[Point-per-instance localization data]

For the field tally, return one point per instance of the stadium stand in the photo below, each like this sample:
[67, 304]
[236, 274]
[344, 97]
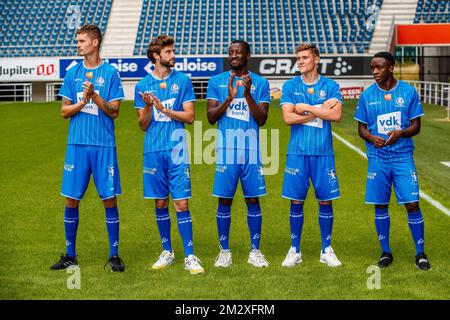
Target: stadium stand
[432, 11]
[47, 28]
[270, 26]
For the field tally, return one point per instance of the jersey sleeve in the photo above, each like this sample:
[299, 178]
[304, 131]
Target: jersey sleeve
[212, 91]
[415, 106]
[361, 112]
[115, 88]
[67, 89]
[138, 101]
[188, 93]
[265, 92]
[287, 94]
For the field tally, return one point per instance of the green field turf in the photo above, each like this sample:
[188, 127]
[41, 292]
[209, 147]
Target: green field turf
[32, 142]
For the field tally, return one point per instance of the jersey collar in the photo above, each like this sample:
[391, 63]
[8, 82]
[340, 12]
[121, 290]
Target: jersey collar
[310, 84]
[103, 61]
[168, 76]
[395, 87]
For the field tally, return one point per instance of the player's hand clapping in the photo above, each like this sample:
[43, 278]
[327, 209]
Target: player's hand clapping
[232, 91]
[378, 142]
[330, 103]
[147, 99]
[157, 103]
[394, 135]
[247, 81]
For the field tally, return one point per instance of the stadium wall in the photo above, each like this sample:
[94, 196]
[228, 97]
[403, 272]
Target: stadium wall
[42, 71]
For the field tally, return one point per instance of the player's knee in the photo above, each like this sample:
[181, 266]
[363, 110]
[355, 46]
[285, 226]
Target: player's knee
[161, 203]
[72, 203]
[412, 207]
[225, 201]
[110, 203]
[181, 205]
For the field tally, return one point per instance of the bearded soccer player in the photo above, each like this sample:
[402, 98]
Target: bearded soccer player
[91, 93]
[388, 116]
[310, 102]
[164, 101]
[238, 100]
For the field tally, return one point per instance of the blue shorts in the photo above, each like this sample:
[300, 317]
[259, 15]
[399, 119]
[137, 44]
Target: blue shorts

What to do: What you return must match each record exactly and contain no images.

Written reply:
For the field tally, return one point per instance of the stadium stand in the photo below, each like this sample:
[67, 304]
[236, 274]
[344, 97]
Target: stadium stand
[432, 11]
[47, 28]
[270, 26]
For the field tally, return one point per instance of the jersey sleeve in the photo above, each like this sample:
[299, 178]
[304, 131]
Target: jersey sleeve
[212, 91]
[415, 106]
[361, 112]
[115, 88]
[67, 89]
[138, 101]
[188, 93]
[265, 92]
[287, 94]
For the field tally, return one point per instance of the green field turf in the photo above, each like this sample:
[188, 127]
[41, 292]
[209, 147]
Target: green field turf
[32, 142]
For the field tally, return one point per instance of the jersey collar in the photo above, each like this sample:
[391, 63]
[8, 82]
[340, 12]
[121, 290]
Target: jersey collar
[310, 84]
[103, 61]
[168, 76]
[395, 87]
For the field tally, return one point per instance of the player's hand clapping in the photo above, each like this sample:
[43, 278]
[327, 209]
Target: player's hand clapping
[232, 91]
[378, 142]
[330, 103]
[147, 99]
[157, 103]
[394, 135]
[247, 81]
For the field tally, return one point per instance of the stadium wall in the photo above, each like this sample:
[94, 196]
[228, 97]
[403, 272]
Target: stadium wall
[42, 71]
For the field tally, return one point per instance of the player's knee in the photo above, each like this sample:
[181, 266]
[363, 110]
[355, 46]
[285, 226]
Target: player's knee
[161, 203]
[72, 203]
[412, 207]
[225, 201]
[110, 203]
[181, 205]
For the field tally, return one point per instance of the bearded soccer player in the photo above, each like this sample:
[402, 98]
Target: bearded soccer player
[91, 93]
[388, 116]
[310, 102]
[164, 101]
[238, 100]
For the field tally, return one point per instance of the blue shorts in the photo above, each like this sample:
[300, 317]
[259, 15]
[399, 119]
[137, 44]
Target: blue shorts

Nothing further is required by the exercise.